## begin SUPPLIED DATA

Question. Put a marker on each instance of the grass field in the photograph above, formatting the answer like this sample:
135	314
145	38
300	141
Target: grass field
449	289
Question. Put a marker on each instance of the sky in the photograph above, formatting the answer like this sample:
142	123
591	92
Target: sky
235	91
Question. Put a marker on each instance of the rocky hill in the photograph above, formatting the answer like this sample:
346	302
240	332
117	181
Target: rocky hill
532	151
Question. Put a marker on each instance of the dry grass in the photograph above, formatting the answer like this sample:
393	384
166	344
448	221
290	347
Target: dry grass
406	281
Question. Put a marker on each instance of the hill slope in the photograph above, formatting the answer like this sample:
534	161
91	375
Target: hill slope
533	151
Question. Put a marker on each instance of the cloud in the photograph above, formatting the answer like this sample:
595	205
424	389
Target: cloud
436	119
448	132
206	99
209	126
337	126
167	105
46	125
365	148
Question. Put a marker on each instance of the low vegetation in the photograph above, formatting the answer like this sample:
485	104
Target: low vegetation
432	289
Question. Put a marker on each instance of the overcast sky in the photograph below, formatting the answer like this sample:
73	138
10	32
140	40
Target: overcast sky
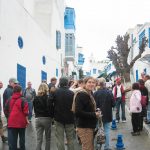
98	22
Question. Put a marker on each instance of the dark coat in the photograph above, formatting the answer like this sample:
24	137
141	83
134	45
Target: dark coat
18	111
43	106
63	99
7	94
105	101
144	92
85	114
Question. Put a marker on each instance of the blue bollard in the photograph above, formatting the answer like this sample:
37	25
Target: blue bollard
114	126
120	145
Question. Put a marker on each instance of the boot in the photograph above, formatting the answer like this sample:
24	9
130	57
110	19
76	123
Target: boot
4	139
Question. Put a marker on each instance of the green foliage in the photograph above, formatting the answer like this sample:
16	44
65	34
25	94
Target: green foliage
119	55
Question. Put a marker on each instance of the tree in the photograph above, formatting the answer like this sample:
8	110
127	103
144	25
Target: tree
119	55
81	76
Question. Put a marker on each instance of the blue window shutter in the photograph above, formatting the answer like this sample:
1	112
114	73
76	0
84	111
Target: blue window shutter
145	71
43	75
56	72
21	75
137	75
141	36
58	39
149	38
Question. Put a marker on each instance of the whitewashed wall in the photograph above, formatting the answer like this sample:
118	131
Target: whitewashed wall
16	20
139	65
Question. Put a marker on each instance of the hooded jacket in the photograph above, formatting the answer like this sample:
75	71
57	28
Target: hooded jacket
135	102
18	111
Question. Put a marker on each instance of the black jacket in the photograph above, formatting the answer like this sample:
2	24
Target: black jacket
63	99
105	101
43	106
7	94
85	115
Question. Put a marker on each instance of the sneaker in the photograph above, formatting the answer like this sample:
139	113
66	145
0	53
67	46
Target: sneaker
117	121
4	139
124	121
147	122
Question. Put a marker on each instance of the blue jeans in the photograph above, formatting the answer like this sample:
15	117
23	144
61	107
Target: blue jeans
13	137
43	124
59	133
120	102
148	111
107	133
30	104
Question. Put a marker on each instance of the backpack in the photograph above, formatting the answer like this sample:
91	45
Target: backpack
100	134
7	109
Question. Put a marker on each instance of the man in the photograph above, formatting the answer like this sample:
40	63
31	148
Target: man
119	97
77	86
147	85
4	139
64	118
52	85
9	90
104	101
29	94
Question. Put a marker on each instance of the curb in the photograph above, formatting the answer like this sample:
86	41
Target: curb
145	126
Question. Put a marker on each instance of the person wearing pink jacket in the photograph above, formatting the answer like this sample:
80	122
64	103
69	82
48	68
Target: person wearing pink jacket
135	109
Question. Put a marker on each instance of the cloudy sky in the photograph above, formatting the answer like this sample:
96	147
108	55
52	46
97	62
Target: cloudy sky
98	22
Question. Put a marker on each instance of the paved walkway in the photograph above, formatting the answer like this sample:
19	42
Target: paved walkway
141	142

## end SUPPLIED DATA

- [PROBLEM REQUIREMENTS]: Take the lines above from the one holding "Question. Put a marker on each instance of the man" to the last and output them exactly.

- [PROBLEM SOLUTION]:
Question. Put a marker on each instance of the man in the photograph above, formatting the answer like this sample:
40	63
31	148
Target: man
119	97
77	86
147	85
4	139
64	118
52	85
9	90
104	101
29	94
Question. Put a marker on each instance of the curb in the photograph above, formatting the answer like this sample:
86	41
Target: curb
145	126
Question. Put a marker on each instance of the person wearing pink jacket in the photograph above, formatting the answer like this sample:
80	122
64	103
69	82
48	68
Target: person wearing pink jacket
135	109
Question. Put a marker on each instance of the cloudy sky in the photograph above, formatting the answer like this sample:
96	147
108	55
52	46
97	62
Target: cloudy sky
98	22
Question. Put a marker on each instance of the paved walkway in the photograph above, formatting the answer like this sample:
19	42
Target: paved walkway
141	142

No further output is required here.